--- Start Text shown ---
# Wohlwill Electrolytic Process



## Dan72ccx (May 27, 2011)

Wohlwill Electrolytic Process
An old and well-established process, the Wohlwill method is widely used in major gold refineries, often in conjunction with the Miller process. (For typical jeweler's scraps and wastes, a preliminary refining step, such as the Miller or inquartation process, is required.) An electrolytic refining technique, it entails the electrolytic dissolution of an impure gold anode in a hydrochloric acid-based electrolyte. The process results in a deposition of 99.99 percent pure gold at the cathode. The silver and insoluble PGMs (along with a little gold) fall out as anode slimes, with the silver precipitated out as silver chloride, and all are recovered later. Any base metals, platinum, and palladium remain in solution, and can be treated later to recover the PGMs.

Gold of a purity of at least 98.5 percent is normally required for the anode, as too much silver will result in silver chloride building up on the anode surface and preventing dissolution of the gold. Typically, the input material for the anode is the gold from the Miller process, described previously.

Because it is time consuming-typically 24 hours or more-and suffers from the lock-up of gold inventory in the electrodes and electrolyte, the Wohlwill process is not suitable for small-scale refining.


----------
--- End Text shown ---
--- Start Dataset extract ---
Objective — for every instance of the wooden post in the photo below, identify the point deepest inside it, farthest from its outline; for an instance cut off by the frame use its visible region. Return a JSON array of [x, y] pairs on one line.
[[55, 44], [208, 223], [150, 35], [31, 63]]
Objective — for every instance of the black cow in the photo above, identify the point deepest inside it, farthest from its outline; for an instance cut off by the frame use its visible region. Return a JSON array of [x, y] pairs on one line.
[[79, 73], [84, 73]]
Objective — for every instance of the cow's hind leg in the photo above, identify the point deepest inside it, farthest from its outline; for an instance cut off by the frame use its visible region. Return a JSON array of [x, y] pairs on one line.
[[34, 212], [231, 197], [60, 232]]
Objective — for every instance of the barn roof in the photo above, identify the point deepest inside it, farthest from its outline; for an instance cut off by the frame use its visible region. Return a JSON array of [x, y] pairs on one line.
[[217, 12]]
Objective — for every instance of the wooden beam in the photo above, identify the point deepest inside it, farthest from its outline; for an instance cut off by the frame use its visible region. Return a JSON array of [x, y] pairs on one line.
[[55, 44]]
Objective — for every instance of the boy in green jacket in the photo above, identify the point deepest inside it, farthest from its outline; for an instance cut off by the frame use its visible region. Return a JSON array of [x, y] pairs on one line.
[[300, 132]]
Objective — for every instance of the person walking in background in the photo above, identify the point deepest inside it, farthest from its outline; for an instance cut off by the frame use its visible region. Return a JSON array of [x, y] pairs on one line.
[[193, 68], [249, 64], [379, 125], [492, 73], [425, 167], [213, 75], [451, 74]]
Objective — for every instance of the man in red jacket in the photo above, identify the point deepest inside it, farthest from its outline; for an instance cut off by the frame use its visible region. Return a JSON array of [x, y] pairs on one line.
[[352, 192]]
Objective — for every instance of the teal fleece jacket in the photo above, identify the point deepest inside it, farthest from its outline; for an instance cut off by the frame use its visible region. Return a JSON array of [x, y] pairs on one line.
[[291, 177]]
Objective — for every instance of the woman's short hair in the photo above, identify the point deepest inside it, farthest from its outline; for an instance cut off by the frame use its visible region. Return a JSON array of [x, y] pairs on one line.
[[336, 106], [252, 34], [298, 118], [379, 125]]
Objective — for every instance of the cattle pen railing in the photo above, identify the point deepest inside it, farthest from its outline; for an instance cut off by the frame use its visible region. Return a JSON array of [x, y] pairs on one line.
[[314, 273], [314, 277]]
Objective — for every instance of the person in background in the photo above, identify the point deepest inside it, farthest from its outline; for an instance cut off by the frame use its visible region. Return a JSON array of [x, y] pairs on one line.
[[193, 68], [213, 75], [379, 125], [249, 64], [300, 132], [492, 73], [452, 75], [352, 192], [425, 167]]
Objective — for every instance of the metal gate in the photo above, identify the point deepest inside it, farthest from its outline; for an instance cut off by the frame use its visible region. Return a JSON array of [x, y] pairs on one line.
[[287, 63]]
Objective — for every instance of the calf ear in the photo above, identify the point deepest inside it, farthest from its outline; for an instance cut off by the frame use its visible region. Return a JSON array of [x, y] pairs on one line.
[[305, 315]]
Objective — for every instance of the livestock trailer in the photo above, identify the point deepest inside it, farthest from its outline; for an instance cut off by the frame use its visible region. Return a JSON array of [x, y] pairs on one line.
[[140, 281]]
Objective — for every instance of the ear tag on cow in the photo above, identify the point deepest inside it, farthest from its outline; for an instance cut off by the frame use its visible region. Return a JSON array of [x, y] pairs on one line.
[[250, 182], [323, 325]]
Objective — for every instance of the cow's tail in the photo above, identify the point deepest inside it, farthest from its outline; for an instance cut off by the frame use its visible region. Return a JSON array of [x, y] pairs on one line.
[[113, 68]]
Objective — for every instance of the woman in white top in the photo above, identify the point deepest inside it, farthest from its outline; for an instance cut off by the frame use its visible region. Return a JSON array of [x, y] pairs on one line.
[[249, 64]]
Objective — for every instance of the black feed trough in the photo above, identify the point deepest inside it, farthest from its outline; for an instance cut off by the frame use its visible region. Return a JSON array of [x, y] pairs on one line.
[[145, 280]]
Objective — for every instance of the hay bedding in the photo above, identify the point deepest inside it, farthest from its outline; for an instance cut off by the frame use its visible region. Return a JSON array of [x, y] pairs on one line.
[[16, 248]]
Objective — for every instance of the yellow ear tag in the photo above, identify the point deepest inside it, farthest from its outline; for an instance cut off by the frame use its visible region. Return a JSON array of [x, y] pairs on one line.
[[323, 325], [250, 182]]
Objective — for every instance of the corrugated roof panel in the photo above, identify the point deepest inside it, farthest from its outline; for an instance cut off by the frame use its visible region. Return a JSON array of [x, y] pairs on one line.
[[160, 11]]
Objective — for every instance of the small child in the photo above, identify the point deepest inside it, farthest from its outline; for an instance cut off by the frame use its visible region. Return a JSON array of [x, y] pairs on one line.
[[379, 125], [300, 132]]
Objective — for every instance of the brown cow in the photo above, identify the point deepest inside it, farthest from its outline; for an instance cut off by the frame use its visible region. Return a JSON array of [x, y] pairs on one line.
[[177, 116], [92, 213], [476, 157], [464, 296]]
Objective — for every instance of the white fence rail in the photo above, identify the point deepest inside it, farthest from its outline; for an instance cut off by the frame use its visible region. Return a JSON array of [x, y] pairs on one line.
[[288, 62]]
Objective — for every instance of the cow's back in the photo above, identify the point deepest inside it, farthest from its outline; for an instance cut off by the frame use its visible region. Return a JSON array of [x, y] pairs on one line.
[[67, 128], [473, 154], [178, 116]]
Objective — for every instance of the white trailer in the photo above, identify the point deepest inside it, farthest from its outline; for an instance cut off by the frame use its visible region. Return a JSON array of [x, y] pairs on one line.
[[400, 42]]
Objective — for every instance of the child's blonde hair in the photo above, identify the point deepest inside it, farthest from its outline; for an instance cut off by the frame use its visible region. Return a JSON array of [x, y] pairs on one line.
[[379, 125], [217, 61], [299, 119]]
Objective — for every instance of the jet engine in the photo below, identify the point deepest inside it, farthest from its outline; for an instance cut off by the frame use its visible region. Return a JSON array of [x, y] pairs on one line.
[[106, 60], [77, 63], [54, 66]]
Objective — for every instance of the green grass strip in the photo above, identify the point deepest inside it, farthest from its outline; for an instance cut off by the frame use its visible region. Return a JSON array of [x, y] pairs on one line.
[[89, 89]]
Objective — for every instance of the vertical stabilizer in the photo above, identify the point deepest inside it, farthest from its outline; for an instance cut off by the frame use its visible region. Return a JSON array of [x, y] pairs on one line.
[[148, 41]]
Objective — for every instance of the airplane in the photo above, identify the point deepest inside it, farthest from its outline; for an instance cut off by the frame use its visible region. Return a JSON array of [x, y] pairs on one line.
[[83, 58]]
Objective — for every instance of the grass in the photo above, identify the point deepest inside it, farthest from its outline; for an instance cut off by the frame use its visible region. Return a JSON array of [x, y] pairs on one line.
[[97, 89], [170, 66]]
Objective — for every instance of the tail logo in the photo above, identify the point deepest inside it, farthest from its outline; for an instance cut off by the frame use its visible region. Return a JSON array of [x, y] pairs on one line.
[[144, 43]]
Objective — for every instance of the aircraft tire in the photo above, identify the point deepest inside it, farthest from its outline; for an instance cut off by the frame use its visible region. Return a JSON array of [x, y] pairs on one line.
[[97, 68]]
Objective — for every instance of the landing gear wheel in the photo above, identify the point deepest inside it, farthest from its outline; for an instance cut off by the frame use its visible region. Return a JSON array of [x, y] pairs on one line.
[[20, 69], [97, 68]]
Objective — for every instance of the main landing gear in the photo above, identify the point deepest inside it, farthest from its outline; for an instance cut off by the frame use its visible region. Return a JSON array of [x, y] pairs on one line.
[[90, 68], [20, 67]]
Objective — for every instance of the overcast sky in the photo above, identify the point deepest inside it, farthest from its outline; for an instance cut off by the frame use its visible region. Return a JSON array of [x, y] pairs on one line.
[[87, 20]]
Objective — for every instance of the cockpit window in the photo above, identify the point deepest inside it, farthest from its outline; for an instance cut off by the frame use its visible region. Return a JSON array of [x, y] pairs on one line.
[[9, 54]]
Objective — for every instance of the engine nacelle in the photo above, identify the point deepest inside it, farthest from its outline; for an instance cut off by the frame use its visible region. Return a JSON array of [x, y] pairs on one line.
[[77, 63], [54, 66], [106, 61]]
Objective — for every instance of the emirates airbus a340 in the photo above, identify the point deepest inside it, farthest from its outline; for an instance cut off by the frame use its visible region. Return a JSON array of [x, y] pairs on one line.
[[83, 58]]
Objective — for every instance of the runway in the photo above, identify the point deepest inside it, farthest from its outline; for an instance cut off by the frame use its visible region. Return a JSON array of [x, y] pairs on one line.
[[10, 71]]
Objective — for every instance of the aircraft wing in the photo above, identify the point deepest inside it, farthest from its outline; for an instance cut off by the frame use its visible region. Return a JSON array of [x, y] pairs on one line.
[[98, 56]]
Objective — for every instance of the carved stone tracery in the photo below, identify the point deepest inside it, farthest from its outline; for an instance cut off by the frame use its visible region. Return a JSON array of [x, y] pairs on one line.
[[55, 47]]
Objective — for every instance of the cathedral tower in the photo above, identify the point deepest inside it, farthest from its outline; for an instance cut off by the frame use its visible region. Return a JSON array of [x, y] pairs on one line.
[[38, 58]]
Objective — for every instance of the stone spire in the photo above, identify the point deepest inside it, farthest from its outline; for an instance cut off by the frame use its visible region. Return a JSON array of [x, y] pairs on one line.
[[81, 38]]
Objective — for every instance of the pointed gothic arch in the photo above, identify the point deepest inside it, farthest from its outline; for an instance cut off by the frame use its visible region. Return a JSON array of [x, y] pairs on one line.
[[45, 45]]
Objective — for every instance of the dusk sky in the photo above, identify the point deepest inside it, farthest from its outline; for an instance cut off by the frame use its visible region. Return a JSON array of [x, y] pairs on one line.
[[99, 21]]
--- End Dataset extract ---
▸ **Required task**: Copy the stretch of the Wohlwill process text from "Because it is" through "for small-scale refining.".

▸ **Final answer**:
Because it is time consuming-typically 24 hours or more-and suffers from the lock-up of gold inventory in the electrodes and electrolyte, the Wohlwill process is not suitable for small-scale refining.